▶ [About this exercise] Copy every entry below exactly as it appears, leaving out the images.
* * * *
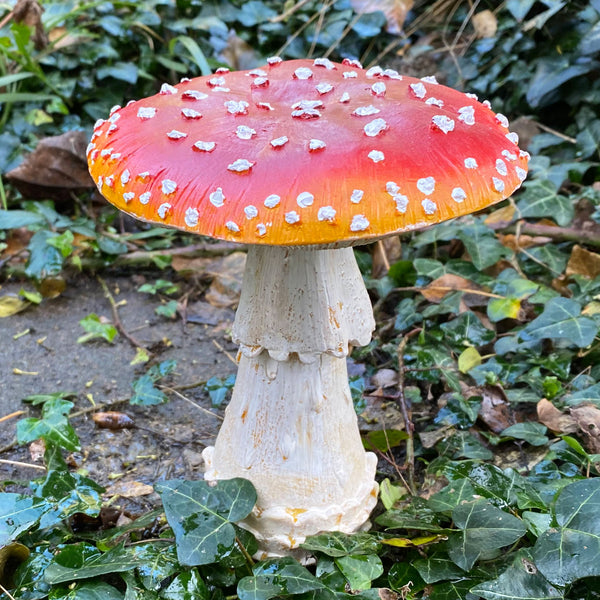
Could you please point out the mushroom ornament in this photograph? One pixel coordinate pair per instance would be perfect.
(301, 160)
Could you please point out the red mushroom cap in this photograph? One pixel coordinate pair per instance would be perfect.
(305, 152)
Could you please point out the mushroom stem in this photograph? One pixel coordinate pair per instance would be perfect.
(290, 427)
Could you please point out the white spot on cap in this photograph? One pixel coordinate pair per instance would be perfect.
(459, 195)
(426, 185)
(500, 118)
(292, 217)
(303, 73)
(359, 223)
(193, 95)
(434, 102)
(166, 89)
(217, 198)
(190, 113)
(168, 186)
(146, 112)
(244, 132)
(365, 111)
(375, 127)
(501, 167)
(324, 88)
(278, 142)
(466, 114)
(326, 213)
(401, 202)
(236, 108)
(443, 123)
(305, 199)
(272, 201)
(251, 211)
(429, 206)
(240, 165)
(176, 135)
(391, 187)
(216, 81)
(356, 196)
(418, 89)
(374, 71)
(513, 137)
(205, 146)
(379, 89)
(376, 155)
(163, 210)
(191, 217)
(324, 62)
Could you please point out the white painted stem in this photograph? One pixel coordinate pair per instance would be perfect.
(290, 427)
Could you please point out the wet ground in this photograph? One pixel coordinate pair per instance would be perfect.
(39, 354)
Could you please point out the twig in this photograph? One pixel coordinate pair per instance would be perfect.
(17, 413)
(117, 320)
(16, 463)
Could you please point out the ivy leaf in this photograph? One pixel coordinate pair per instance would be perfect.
(276, 577)
(483, 527)
(521, 580)
(561, 319)
(360, 569)
(540, 199)
(571, 551)
(202, 516)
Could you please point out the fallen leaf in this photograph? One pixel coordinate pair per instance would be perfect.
(129, 489)
(395, 11)
(583, 262)
(226, 286)
(587, 417)
(554, 419)
(485, 24)
(113, 420)
(55, 168)
(11, 305)
(495, 409)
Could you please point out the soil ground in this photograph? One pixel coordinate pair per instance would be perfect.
(39, 353)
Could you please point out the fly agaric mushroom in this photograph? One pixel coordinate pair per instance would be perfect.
(301, 160)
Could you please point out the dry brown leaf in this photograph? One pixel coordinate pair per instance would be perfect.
(227, 275)
(583, 262)
(395, 11)
(113, 420)
(587, 417)
(129, 489)
(554, 419)
(485, 24)
(495, 410)
(438, 288)
(56, 167)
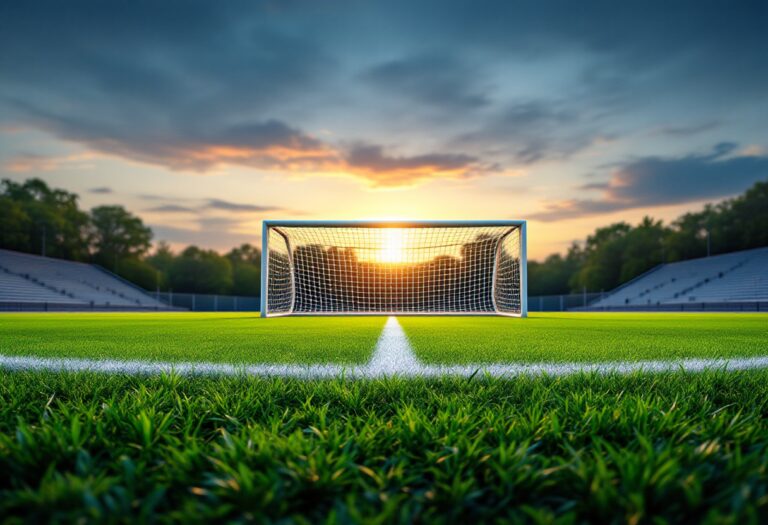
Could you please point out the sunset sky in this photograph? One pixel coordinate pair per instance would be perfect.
(206, 117)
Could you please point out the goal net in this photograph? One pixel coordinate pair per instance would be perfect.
(315, 268)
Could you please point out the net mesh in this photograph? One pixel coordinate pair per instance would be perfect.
(417, 269)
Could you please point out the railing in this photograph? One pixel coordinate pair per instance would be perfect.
(208, 303)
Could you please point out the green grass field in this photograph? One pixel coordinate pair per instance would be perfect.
(222, 337)
(658, 448)
(549, 337)
(663, 448)
(246, 338)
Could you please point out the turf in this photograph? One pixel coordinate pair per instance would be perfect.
(223, 337)
(663, 448)
(586, 337)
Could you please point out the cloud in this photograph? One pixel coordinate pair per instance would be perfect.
(219, 204)
(221, 237)
(659, 181)
(435, 80)
(372, 163)
(688, 130)
(35, 163)
(200, 207)
(171, 208)
(196, 86)
(535, 130)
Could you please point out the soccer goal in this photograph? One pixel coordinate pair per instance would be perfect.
(400, 268)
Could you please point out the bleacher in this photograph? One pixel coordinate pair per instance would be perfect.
(739, 277)
(31, 281)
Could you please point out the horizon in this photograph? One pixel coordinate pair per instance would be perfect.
(204, 120)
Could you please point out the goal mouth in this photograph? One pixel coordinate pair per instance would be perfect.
(393, 268)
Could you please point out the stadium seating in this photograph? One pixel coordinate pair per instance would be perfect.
(729, 278)
(30, 279)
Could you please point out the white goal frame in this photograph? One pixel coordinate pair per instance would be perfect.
(269, 226)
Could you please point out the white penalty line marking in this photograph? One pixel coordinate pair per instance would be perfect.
(393, 356)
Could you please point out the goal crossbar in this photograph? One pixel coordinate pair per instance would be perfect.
(394, 268)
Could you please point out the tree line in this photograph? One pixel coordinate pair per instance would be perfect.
(614, 254)
(35, 218)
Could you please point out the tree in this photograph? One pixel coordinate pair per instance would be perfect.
(201, 271)
(162, 260)
(44, 220)
(246, 270)
(552, 276)
(139, 272)
(15, 226)
(118, 235)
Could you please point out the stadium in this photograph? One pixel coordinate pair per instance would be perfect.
(371, 264)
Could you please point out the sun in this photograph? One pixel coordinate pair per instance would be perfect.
(392, 246)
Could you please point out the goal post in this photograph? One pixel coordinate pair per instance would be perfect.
(393, 268)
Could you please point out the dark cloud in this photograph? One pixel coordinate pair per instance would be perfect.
(659, 181)
(434, 80)
(530, 131)
(201, 207)
(196, 85)
(693, 129)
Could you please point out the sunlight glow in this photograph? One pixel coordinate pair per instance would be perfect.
(392, 246)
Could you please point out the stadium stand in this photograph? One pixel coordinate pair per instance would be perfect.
(727, 281)
(30, 282)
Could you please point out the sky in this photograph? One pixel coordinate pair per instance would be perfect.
(204, 118)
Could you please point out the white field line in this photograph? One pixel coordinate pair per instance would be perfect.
(393, 356)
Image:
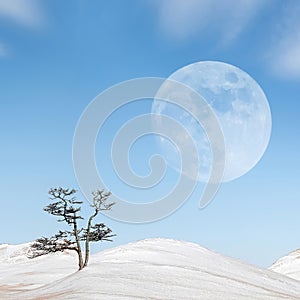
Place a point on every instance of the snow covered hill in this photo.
(288, 265)
(148, 269)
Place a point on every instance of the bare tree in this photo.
(67, 207)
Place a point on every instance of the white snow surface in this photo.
(288, 265)
(149, 269)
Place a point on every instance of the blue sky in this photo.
(56, 56)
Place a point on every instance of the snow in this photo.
(148, 269)
(288, 265)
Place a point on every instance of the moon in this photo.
(242, 110)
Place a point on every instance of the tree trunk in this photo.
(80, 260)
(87, 241)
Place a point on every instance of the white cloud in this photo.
(284, 54)
(25, 12)
(185, 19)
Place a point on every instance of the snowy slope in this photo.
(288, 265)
(18, 272)
(153, 269)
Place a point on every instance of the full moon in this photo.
(241, 108)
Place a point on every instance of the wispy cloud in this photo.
(185, 19)
(24, 12)
(284, 54)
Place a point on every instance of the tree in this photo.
(65, 206)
* * * *
▶ [Solution to the problem]
Could you please point out the mushroom ornament in this photograph? One pixel coordinate pair per instance would be perfect.
(301, 160)
Could you please point out the red mushroom cap in this photograph? One pixel coordinate pair per instance would be perfect.
(305, 152)
Could you please point out the mushroom stem in this photograph? One pixel coordinate pair per instance would be perfect.
(290, 427)
Could you please point out the white spot on cap in this photograph? One pixel coordinate pair per instance would be perfect.
(459, 195)
(426, 185)
(500, 118)
(292, 217)
(303, 73)
(359, 223)
(193, 95)
(434, 102)
(166, 89)
(217, 198)
(190, 113)
(168, 186)
(146, 112)
(244, 132)
(365, 111)
(375, 127)
(501, 167)
(324, 88)
(278, 142)
(466, 114)
(326, 213)
(401, 202)
(236, 108)
(443, 123)
(305, 199)
(272, 201)
(251, 211)
(429, 206)
(240, 165)
(176, 135)
(391, 187)
(216, 81)
(356, 196)
(418, 89)
(374, 71)
(513, 137)
(205, 146)
(379, 89)
(376, 155)
(163, 210)
(191, 217)
(324, 62)
Could you please point out the white painted stem in this photograph? One pixel coordinate pair per instance would be perfect.
(290, 427)
Could you please point out the wet ground in this photograph? One pixel coordinate pair per instance would be perfect.
(39, 354)
Could you please point out the twig in this photograph? One pixel coordinate pair per instance would be perfect.
(17, 413)
(117, 320)
(16, 463)
Could you please point out the ivy leaf in this photograph? One pixel coordinate pair per instance would be perfect.
(276, 577)
(483, 527)
(521, 580)
(561, 319)
(360, 569)
(540, 199)
(571, 551)
(202, 516)
Could you please point out the fallen leaf in this photograph? One pixel coordinate pair per instance would be perfect.
(129, 489)
(395, 11)
(583, 262)
(226, 286)
(587, 417)
(554, 419)
(485, 24)
(113, 420)
(55, 168)
(11, 305)
(495, 409)
Could you please point out the soil ground in this photograph? One pixel coordinate pair per instance would be perfect.
(39, 353)
Could you please point out the fly agaric mushroom in this photograph? One pixel coordinate pair per instance would be perfect.
(301, 160)
Could you please point out the dry brown leaf in this photograph? One pixel coordinate pair per instance would be perfect.
(227, 275)
(583, 262)
(395, 11)
(113, 420)
(587, 417)
(129, 489)
(554, 419)
(485, 24)
(495, 410)
(438, 288)
(56, 167)
Could you please point out the sunset sky in this photograph? One pixel coordinate pair per instance would be perfect.
(206, 117)
Could you please point out the goal net in this photograph? One pixel coordinate pair per instance would be perfect.
(315, 268)
Could you please point out the net mesh in this photograph? One pixel coordinate pair per instance would be perfect.
(417, 269)
Could you please point out the railing in this photograph? One pixel coordinate pair per instance would be perfect.
(208, 303)
Could you please point out the green grass field in this photograph? One pixel coordinate pair per instance would be perfect.
(222, 337)
(658, 448)
(549, 337)
(663, 448)
(246, 338)
Could you please point out the turf in this photograph? One pixel coordinate pair per instance would be perfect.
(223, 337)
(663, 448)
(586, 337)
Could you please point out the cloud in this photograph? One pixel coordinate pair per instance would be perfect.
(219, 204)
(221, 237)
(659, 181)
(435, 80)
(372, 163)
(688, 130)
(35, 163)
(200, 207)
(171, 208)
(196, 86)
(535, 130)
Could you please point out the soccer goal in this photograph? One pixel coordinate pair per instance would be perfect.
(400, 268)
Could you please point out the bleacher in this photograph? One pixel coordinate pair per instance would be perfect.
(739, 277)
(31, 281)
Could you please point out the horizon in this photograph? One pixel coordinate pair per instance would be perfect.
(204, 120)
Could you please point out the goal mouth in this photograph? One pixel coordinate pair per instance would be perfect.
(393, 268)
Could you please point out the stadium seating in this photograph? One pixel coordinate pair per instance would be perfect.
(729, 278)
(30, 279)
Could you please point out the white goal frame in this photograph? One pixel coordinate pair per instance would be perfect.
(269, 226)
Could you please point out the white penalty line marking in this photograph? One pixel coordinate pair per instance would be perfect.
(393, 356)
Could you please point out the goal crossbar in this photograph? One pixel coordinate pair per instance would be perfect.
(394, 268)
Could you please point out the tree line in this photograph? One pixel coordinate pair per instance would be perfect.
(614, 254)
(35, 218)
Could you please point out the tree in this photograph? One pixel coordinate pair per instance would be perfect.
(201, 271)
(162, 260)
(44, 220)
(246, 270)
(552, 276)
(139, 272)
(15, 226)
(118, 235)
Could you please point out the stadium in this photograph? One pixel coordinate pair per instance would be perfect.
(371, 264)
Could you please point out the sun in this photograph? One pixel coordinate pair per instance would be perfect.
(392, 246)
Could you please point out the goal post in this photograph? One pixel coordinate pair per instance would be perfect.
(393, 268)
Could you please point out the dark cloud in this photograph? One pixel coordinate pair per instance would be perfect.
(659, 181)
(434, 80)
(530, 131)
(201, 207)
(196, 85)
(693, 129)
Could you please point out the sunlight glow in this photograph? One pixel coordinate pair per instance would be perfect.
(392, 246)
Could you please point out the stadium stand in this photograph? One pixel coordinate pair per instance would be perfect.
(727, 281)
(30, 282)
Could you please point out the sky in this photograph? One pixel coordinate pair per instance would be perfect.
(204, 118)
Could you please point out the white field line in this photograph? One pixel coordinate pair per instance would be perfect.
(393, 356)
Image:
Place a point on every instance of the snow covered hill in this photo.
(288, 265)
(148, 269)
Place a point on every instance of the bare tree in this photo.
(67, 207)
Place a point on every instance of the white snow surface in this photo.
(288, 265)
(149, 269)
Place a point on every instance of the blue sky in this photo.
(56, 56)
Place a point on every instance of the snow in this photo.
(148, 269)
(288, 265)
Place a point on every instance of the moon in this photo.
(242, 110)
Place a point on every instance of the tree trunk in this photo.
(80, 260)
(87, 241)
Place a point on every instance of the white cloud in this photo.
(284, 54)
(25, 12)
(185, 19)
Place a point on every instance of the snowy slope in this photo.
(288, 265)
(18, 272)
(153, 269)
Place a point on every instance of the full moon in this photo.
(241, 108)
Place a point on every instance of the wispy cloud in this photo.
(185, 19)
(24, 12)
(284, 54)
Place a point on every instance of the tree in this photo.
(65, 206)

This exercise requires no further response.